---------- Dataset records

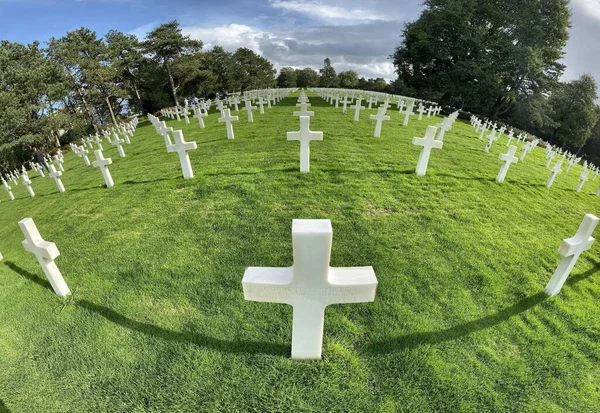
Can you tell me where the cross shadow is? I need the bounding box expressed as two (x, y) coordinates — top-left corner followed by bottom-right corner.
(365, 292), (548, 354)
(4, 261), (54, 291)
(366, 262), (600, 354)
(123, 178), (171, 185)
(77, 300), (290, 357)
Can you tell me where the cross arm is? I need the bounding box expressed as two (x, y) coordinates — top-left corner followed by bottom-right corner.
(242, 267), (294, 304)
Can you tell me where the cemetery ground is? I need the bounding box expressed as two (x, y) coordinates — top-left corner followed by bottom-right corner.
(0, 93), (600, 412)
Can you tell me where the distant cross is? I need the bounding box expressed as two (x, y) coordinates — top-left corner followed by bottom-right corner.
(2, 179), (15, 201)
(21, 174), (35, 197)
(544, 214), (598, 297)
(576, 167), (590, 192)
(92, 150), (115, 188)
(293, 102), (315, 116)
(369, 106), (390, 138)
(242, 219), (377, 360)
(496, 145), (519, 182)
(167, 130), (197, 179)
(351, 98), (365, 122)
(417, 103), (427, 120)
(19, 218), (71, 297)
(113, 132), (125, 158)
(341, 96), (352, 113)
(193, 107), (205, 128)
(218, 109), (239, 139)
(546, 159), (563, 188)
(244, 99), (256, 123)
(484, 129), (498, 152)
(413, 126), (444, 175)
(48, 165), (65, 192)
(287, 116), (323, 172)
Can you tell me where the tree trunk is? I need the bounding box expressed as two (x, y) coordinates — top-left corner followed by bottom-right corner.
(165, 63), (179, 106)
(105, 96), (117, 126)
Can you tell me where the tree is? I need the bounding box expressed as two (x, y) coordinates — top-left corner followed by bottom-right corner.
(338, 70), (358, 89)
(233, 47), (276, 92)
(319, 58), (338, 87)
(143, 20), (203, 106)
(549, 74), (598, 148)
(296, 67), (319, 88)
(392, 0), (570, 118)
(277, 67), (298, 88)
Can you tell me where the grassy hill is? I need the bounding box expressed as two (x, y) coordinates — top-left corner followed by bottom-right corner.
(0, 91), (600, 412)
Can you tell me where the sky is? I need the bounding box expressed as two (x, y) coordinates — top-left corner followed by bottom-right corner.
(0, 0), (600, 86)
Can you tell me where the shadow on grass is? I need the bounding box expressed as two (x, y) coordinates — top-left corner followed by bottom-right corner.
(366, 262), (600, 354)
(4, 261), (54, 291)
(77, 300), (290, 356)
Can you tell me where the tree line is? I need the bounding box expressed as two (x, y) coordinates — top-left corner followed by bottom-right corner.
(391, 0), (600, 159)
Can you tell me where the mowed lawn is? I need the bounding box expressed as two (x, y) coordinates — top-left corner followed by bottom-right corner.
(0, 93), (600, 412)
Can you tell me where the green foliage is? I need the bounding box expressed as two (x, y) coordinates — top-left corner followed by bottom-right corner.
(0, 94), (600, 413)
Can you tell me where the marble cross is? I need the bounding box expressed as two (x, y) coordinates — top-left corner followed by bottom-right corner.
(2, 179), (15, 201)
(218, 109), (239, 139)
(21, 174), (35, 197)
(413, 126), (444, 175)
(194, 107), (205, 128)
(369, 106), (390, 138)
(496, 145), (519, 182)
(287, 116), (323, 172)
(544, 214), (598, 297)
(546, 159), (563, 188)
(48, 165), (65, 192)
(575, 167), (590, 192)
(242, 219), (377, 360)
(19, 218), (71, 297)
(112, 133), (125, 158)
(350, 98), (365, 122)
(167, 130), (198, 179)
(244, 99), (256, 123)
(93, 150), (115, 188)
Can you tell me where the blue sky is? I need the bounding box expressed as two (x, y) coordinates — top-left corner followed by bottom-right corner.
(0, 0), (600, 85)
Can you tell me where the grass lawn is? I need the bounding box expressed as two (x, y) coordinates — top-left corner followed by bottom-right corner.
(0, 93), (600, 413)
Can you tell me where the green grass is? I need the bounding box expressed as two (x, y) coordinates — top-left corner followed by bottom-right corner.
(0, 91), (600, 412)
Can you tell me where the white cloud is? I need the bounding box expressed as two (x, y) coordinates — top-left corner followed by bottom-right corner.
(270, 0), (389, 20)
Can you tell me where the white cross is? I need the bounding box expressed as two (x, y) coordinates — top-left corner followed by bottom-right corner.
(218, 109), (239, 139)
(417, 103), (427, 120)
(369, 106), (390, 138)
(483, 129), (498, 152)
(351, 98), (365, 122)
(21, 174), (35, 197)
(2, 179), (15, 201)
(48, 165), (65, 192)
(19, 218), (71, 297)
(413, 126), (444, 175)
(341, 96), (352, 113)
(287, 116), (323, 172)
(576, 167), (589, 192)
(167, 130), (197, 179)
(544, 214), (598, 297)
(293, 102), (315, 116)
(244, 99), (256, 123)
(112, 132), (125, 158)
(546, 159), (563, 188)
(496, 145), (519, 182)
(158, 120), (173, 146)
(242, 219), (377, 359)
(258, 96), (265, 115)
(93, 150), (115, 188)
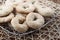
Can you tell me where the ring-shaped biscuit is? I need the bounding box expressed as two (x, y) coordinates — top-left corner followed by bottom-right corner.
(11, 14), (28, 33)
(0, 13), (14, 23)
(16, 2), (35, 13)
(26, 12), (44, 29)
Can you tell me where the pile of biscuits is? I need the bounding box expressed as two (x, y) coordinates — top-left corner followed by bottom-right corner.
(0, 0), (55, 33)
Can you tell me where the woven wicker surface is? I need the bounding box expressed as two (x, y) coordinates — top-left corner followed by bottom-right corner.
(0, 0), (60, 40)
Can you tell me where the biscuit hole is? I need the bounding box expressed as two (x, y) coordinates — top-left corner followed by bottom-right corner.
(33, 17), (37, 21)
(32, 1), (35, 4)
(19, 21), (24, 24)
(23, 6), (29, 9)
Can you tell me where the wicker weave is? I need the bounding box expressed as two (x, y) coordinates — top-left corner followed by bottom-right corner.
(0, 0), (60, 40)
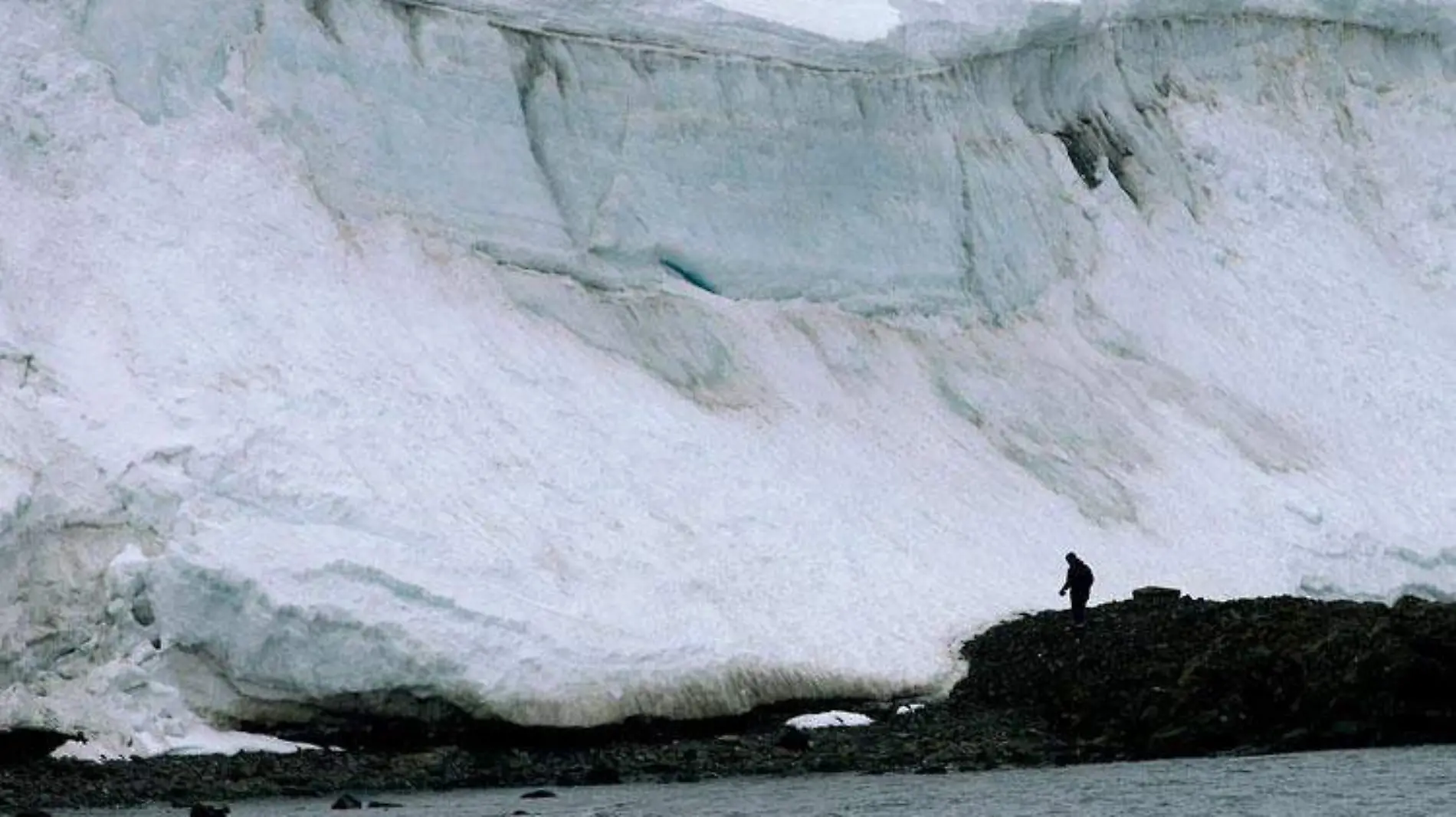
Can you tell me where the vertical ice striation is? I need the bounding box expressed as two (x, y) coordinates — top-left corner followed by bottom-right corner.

--------------------

- Prompt
Turn every one of the records above into a JSON list of strings, one string per line, with blank lines skipped. Leave the pictures out of the answer.

- Response
[
  "Can you tell me where the cross shadow is? I need the bounding box expressed as two (x, y) coordinates — top-left corner followed by bottom-right corner.",
  "(365, 292), (548, 354)",
  "(4, 261), (54, 291)",
  "(366, 262), (600, 354)",
  "(123, 178), (171, 185)",
  "(77, 300), (290, 357)",
  "Can you tell me where the cross arm is? I need the bounding box expressed as two (x, y) coordinates — top-left corner followed by bottom-right corner.",
  "(242, 267), (294, 304)",
  "Can you tell me where the cemetery ground is? I need the bounding box expressed as two (x, y) coordinates — top-left corner followed by bottom-right corner.",
  "(0, 93), (600, 412)",
  "Can you tell me where the distant cross is? I need the bounding box expressed as two (x, y) coordinates — top-left corner followed by bottom-right corner.",
  "(2, 179), (15, 201)",
  "(21, 174), (35, 197)",
  "(544, 214), (598, 297)",
  "(576, 167), (590, 192)",
  "(92, 150), (115, 188)",
  "(293, 102), (315, 116)",
  "(369, 106), (390, 138)",
  "(242, 219), (377, 360)",
  "(496, 145), (519, 182)",
  "(167, 130), (197, 179)",
  "(351, 98), (365, 122)",
  "(417, 103), (427, 120)",
  "(19, 218), (71, 297)",
  "(113, 132), (125, 158)",
  "(341, 96), (352, 113)",
  "(193, 107), (205, 128)",
  "(218, 109), (239, 139)",
  "(546, 159), (563, 188)",
  "(244, 99), (256, 123)",
  "(484, 129), (498, 152)",
  "(413, 126), (444, 175)",
  "(48, 165), (65, 192)",
  "(287, 116), (323, 172)",
  "Can you tell me where the tree trunk is? I need the bounding box expressed as two (x, y) coordinates — top-left corner followed by bottom-right corner.",
  "(165, 63), (179, 106)",
  "(105, 96), (117, 126)",
  "Can you tell me where the tree is? I need the bounding box expressed as two (x, y) coordinates — top-left corner followed by bottom-right corner.",
  "(338, 70), (358, 89)",
  "(233, 47), (276, 92)",
  "(319, 58), (338, 87)",
  "(143, 20), (203, 106)",
  "(549, 74), (598, 148)",
  "(296, 67), (319, 88)",
  "(392, 0), (570, 118)",
  "(277, 67), (298, 88)",
  "Can you tell me where the grassy hill is? I need the bounding box expressed as two (x, y) coordinates — top-left corner followed by bottom-right corner.",
  "(0, 91), (600, 412)",
  "Can you tell me where the sky is? I need the bounding box expressed as two (x, y) coordinates — top-left corner followed by bottom-right corner.",
  "(0, 0), (600, 86)",
  "Can you tell me where the shadow on grass is? I need the bounding box expressed as two (x, y) coordinates — top-left corner followed by bottom-right corner.",
  "(366, 262), (600, 354)",
  "(4, 261), (54, 291)",
  "(77, 300), (290, 356)",
  "Can you tell me where the tree line is? I need the bounding box expressed as two (x, y) coordinates — top-left corner followed by bottom-right corner.",
  "(391, 0), (600, 159)",
  "Can you tell me where the mowed lawn is? I need the bounding box expressed as two (x, y) coordinates — top-left corner followed by bottom-right corner.",
  "(0, 93), (600, 412)",
  "Can you tell me where the green foliage is? I need the bounding box expressed as two (x, y) coordinates — top-left corner followed by bottom-right corner.",
  "(0, 94), (600, 413)",
  "Can you tell me where the marble cross is? I need the bounding box expressed as two (x, y) coordinates — top-left corner followed by bottom-right corner.",
  "(2, 179), (15, 201)",
  "(218, 109), (239, 139)",
  "(21, 174), (35, 197)",
  "(413, 126), (444, 175)",
  "(194, 107), (205, 128)",
  "(369, 106), (390, 138)",
  "(496, 145), (519, 182)",
  "(287, 116), (323, 172)",
  "(544, 214), (598, 297)",
  "(546, 159), (563, 188)",
  "(48, 165), (65, 192)",
  "(575, 167), (590, 192)",
  "(242, 219), (377, 360)",
  "(19, 218), (71, 297)",
  "(112, 133), (125, 158)",
  "(350, 98), (365, 122)",
  "(167, 130), (198, 179)",
  "(244, 99), (256, 123)",
  "(93, 150), (115, 188)",
  "Can you tell me where the blue sky is? I need the bounding box expressed as two (x, y) coordinates — top-left corner followed by bottom-right corner.",
  "(0, 0), (600, 85)",
  "Can you tell me where the grass lawn is? I need the bounding box expressed as two (x, y) coordinates — top-left corner followed by bottom-right corner.",
  "(0, 93), (600, 413)",
  "Can you tell me where the green grass is? I need the bounding box expressed as two (x, y) coordinates — top-left corner followed by bottom-right corner.",
  "(0, 91), (600, 412)",
  "Can you tell me where the white cloud is? I need the bounding box expressed as two (x, y) coordinates — top-left corner followed by bottom-right corner.",
  "(270, 0), (389, 20)",
  "Can you tell me where the white cross is? I need the bounding box expressed as two (x, y) coordinates — top-left corner followed by bottom-right corner.",
  "(218, 109), (239, 139)",
  "(417, 103), (427, 120)",
  "(369, 106), (390, 138)",
  "(483, 129), (498, 152)",
  "(351, 98), (365, 122)",
  "(21, 174), (35, 197)",
  "(2, 179), (15, 201)",
  "(48, 165), (65, 192)",
  "(19, 218), (71, 297)",
  "(413, 126), (444, 175)",
  "(341, 96), (352, 113)",
  "(287, 116), (323, 172)",
  "(576, 167), (589, 192)",
  "(167, 130), (197, 179)",
  "(544, 214), (598, 297)",
  "(293, 102), (315, 116)",
  "(244, 99), (256, 123)",
  "(112, 132), (125, 158)",
  "(546, 159), (563, 188)",
  "(496, 145), (519, 182)",
  "(158, 120), (173, 146)",
  "(242, 219), (377, 359)",
  "(258, 96), (265, 115)",
  "(93, 150), (115, 188)",
  "Can you tell me where the ring-shaped biscuit is? I need the bounding box expressed as two (x, y) coordinates — top-left corner followed by bottom-right corner.",
  "(11, 14), (28, 33)",
  "(0, 13), (14, 23)",
  "(16, 2), (35, 13)",
  "(26, 12), (44, 29)",
  "Can you tell me where the pile of biscuits is? I need the bounding box expressed as two (x, y) coordinates — top-left corner followed by bottom-right corner.",
  "(0, 0), (55, 33)",
  "Can you tell me where the woven wicker surface is? I need the bounding box expressed as two (x, y) coordinates — top-left corner followed by bottom-right corner.",
  "(0, 0), (60, 40)",
  "Can you tell me where the biscuit hole is? I need the bounding box expressed as two (x, y) coordinates — top-left corner followed by bottom-right corner.",
  "(33, 17), (37, 21)",
  "(32, 1), (35, 4)",
  "(19, 21), (24, 24)",
  "(23, 6), (29, 9)",
  "Can you tell me where the wicker weave is? I need the bounding box expressed as two (x, y) coordinates — top-left corner followed by bottom-right corner.",
  "(0, 0), (60, 40)",
  "Can you tell me where the vertical ice striation is? I need the bounding box expressed as two (x, y) coordinates — top-left corner followed by bottom-right corner."
]